EXTRAIT RETENU
____________________
(Photo : Chris Merritt en Benvenuto
Cellini)
BENVENUTO CELLINI
ou le triomphe de l'artiste
La création de Benvenuto Cellini
le 10 septembre 1838 à l'Opéra de Paris restera comme l'un
des fours les plus mémorables de l'Histoire, à l'instar de
ceux, célèbres aussi, de La Traviata ou de Madame Butterfly.
Mais, contrairement à ces deux derniers, celui de Berlioz ne s'en
remit jamais et n'est encore, de nos jours, que rarement repris. Il n'en
existe que deux enregistrements. L'incompréhension du public parisien,
décontenancé, pourrait éventuellement, non se justifier,
mais se comprendre, par la nouveauté du livret, la difficulté
d'une musique neuve et originale, aux rythmes imprévisibles, l'impréparation
de l'orchestre ou la maladresse du chef, Habeneck. Mais comment expliquer
le dédain constant de la postérité envers cette partition
étincelante, alors que Les Troyens et Béatrice et Benedict
sont plus souvent à l'affiche (sans parler de La Damnation de
Faust) ? La superbe intégrale publiée en 1972 par Philips,
dans le cadre du "Colin Davis Berlioz Cycle" aurait du dessiller les yeux...
____________________
CONSIGNES DE L'EXERCICE
- 1) Relevez tous les titres d'œuvres musicales cités dans l'extrait sur Benvenuto Cellini, sans compter le nom de la collection discographique.
- 2) Traduisez en anglais la phrase suivante de l'extrait sur Benvenuto Cellini : « L'incompréhension du public parisien, décontenancé, pourrait éventuellement, non se justifier, mais se comprendre, par la nouveauté du livret, la difficulté d'une musique neuve et originale, aux rythmes imprévisibles, l'impréparation de l'orchestre ou la maladresse du chef, Habeneck. »
- 3) Prolongez l'extrait sur Benvenuto Cellini à partir de l'endroit où il s'arrête.
____________________
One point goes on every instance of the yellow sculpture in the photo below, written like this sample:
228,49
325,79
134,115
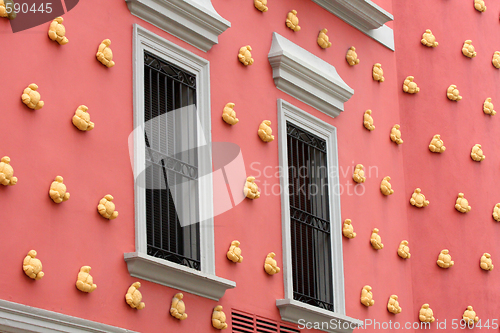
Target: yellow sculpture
260,5
375,240
477,153
219,318
488,107
409,86
418,199
393,305
85,281
367,296
245,56
57,190
57,31
486,262
81,119
453,94
104,54
323,39
107,208
234,253
352,56
468,50
378,73
348,229
426,315
4,12
404,250
265,131
469,316
31,97
368,120
462,205
133,297
496,59
479,5
385,186
396,134
33,266
7,172
428,39
444,259
178,308
437,144
496,212
359,175
270,265
229,115
292,21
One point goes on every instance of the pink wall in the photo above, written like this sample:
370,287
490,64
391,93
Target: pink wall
442,176
93,164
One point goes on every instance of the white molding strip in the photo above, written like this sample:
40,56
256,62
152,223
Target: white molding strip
194,21
306,77
19,318
364,15
293,311
175,276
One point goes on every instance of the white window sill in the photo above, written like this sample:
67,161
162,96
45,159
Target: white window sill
172,275
194,21
293,311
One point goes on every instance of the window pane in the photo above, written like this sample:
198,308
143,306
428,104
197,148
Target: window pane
309,218
171,173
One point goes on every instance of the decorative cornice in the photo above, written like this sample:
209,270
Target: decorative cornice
293,311
176,276
194,21
363,15
306,77
19,318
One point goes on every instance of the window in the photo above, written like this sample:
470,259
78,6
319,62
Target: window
174,246
313,270
170,130
243,322
309,217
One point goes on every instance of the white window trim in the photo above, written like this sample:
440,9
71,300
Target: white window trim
306,77
290,309
19,318
194,21
203,283
364,15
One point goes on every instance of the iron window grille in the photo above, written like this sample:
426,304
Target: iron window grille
168,88
309,218
243,322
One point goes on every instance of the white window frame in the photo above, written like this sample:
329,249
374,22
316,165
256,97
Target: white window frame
203,283
20,318
290,309
193,21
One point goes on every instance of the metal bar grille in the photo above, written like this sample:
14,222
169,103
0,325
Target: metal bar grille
309,218
244,322
168,88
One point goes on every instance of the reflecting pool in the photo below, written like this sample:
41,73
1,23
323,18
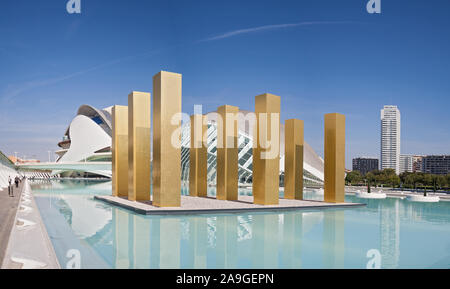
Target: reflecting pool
390,233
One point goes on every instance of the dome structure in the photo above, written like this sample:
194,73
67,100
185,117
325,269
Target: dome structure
88,139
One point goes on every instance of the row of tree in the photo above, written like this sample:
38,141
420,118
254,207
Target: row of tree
388,177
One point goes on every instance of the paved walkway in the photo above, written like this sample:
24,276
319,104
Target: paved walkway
29,246
197,205
8,209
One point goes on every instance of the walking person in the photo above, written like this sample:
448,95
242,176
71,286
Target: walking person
10,187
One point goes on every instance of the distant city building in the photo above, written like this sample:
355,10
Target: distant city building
417,164
437,165
390,138
365,165
406,163
23,161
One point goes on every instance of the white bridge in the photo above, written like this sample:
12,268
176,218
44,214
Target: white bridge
100,168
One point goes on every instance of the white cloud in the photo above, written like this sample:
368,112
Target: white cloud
268,27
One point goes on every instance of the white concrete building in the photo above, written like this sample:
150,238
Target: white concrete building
406,163
390,138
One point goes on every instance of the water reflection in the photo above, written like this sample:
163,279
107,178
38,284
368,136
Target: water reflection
114,237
____________________
RÉPONSES PAR TÂCHE
- 1) Benvenuto Cellini, La Traviata, Madame Butterfly, Les Troyens, Béatrice et Benedict, La Damnation de Faust

- 2) The incomprehension of the bewildered Parisian audience could perhaps be, not justified, but understood, in light of the novelty of the libretto, the difficulty of a new and original score with unpredictable rhythms, the orchestra's lack of preparation, or the clumsiness of the conductor, Habeneck.

- 3)
Le livret, excellent, sort des sentiers battus, les personnages sont bien
dessinés, la musique, dès la fulgurante ouverture, est constamment
inventive, sans faiblesses ni passages à vide. Et la scène
du Carnaval romain brille de tout son éclat au beau milieu
de l'ouvrage. C'est ce dont nous allons rapidement nous rendre compte.
A la création, l'ouverture fut,
avec l'air d'Ascanio au quatrième tableau, le seul morceau apprécié.
Elle reste un classique des concerts, tout comme sa soeur jumelle, l'Ouverture
du Carnaval romain, composée en 1844 d'après le duo
initial et la grande scène du Carnaval. Créée avec
succès, elle fut même bissée. Le premier tableau se
déroule dans l'appartement de Balducci, trésorier papal et
père de Teresa, aimée du ciseleur florentin Benvenuto Cellini.
Rien que l'introduction, amenée par un petit fugato des plus
amusants, est déjà magistrale de caractérisation.
La figure, somme toute comique, de Balducci, évoque un peu celle
du Bartolo du Barbier de Séville, et toute cette scène nous
rappelle d'abord que l'oeuvre était initialement destinée
à l'Opéra-comique. Ensuite que Berlioz, admirateur de Shakespeare,
a toujours été friand du mélange des genres (voir
d'autres exemples tels les duos de sentinelles dans L'Enfance du Christ
ou dans Les Troyens). Après un joli choeur de masques, avec
tambour de basque, annonçant le Carnaval, et un air brillant
mais un rien conventionnel de Teresa (remplaçant un autre air, réutilisé
dans la charmante Rêverie et caprice pour violon et orchestre) suit
une merveille. C'est le duo entre Teresa et Cellini, duo se muant très
vite en trio, contrepointé par Fieramosca, sculpteur papal et rival
en amour de Cellini. La planification de l'enlèvement de Teresa
donne lieu à un fantasque et miraculeux scherzo : "demain
soir, mardi gras" digne de celui de la Reine Mab dans Roméo et Juliette.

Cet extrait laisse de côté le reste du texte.